> _Stated task_: Extract each line in the entries below that contains the word "black" and copy it out in full.

__________________________________________________

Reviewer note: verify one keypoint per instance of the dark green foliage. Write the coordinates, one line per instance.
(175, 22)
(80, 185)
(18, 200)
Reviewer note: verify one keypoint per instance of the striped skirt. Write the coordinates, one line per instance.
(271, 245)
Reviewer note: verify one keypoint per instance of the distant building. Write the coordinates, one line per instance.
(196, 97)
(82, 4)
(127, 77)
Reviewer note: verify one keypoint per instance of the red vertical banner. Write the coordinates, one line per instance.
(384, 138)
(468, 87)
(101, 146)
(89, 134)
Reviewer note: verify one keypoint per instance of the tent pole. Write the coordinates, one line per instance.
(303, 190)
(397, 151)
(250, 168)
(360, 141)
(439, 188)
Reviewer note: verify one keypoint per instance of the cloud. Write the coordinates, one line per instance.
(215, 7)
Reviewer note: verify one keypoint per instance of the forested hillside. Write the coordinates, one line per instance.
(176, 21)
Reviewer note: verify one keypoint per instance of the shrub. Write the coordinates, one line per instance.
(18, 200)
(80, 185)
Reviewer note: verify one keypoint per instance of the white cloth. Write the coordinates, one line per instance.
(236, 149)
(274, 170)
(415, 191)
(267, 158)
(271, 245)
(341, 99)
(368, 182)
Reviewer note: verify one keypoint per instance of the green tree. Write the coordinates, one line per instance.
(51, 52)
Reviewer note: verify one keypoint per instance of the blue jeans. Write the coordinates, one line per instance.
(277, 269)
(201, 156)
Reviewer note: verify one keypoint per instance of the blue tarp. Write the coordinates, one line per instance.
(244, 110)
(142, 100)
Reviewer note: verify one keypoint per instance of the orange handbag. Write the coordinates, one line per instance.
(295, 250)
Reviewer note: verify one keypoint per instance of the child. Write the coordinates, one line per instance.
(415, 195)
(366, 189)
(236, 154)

__________________________________________________

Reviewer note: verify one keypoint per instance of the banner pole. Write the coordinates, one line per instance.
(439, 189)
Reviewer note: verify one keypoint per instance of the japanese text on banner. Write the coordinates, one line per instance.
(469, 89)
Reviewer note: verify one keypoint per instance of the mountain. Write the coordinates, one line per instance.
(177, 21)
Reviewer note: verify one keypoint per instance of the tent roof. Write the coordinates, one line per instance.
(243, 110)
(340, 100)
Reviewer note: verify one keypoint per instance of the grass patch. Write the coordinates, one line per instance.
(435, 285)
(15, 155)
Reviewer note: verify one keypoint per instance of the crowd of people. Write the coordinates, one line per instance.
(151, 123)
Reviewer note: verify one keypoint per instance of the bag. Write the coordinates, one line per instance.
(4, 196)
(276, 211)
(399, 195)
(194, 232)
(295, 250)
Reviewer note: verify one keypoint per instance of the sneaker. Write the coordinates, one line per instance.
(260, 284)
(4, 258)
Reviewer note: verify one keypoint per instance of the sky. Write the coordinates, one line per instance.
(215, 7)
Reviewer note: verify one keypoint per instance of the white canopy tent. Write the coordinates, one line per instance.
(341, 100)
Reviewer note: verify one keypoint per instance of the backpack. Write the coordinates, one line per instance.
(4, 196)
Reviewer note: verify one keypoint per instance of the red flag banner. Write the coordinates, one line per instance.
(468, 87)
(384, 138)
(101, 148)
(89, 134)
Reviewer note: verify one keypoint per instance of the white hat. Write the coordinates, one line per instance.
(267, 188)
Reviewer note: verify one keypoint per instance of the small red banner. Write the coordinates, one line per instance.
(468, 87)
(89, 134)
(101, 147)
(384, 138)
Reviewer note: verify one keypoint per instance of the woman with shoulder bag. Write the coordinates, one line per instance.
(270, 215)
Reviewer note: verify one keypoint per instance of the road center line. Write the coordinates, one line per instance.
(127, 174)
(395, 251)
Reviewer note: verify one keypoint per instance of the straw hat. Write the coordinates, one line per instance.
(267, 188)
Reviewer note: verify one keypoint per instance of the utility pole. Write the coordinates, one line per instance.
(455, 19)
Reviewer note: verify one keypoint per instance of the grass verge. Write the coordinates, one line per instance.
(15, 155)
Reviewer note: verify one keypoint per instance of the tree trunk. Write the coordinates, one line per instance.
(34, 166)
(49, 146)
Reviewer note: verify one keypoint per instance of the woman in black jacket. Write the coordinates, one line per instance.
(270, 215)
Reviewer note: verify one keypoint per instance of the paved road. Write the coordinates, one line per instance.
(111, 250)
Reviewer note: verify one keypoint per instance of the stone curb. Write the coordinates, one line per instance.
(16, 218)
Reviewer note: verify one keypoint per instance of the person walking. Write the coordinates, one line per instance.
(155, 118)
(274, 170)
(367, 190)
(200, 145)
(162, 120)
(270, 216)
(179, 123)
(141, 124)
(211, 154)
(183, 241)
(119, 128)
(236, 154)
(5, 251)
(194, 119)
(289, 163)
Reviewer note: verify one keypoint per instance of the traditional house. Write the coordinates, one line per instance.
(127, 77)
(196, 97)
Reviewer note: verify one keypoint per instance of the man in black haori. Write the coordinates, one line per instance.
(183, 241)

__________________________________________________

> _Written solution_:
Reviewer note: verify one keypoint per instance of the woman in black jacket. Write the coordinates, one line per instance.
Reviewer note: verify one keypoint per instance of the man in black haori. Write the coordinates, one line per instance.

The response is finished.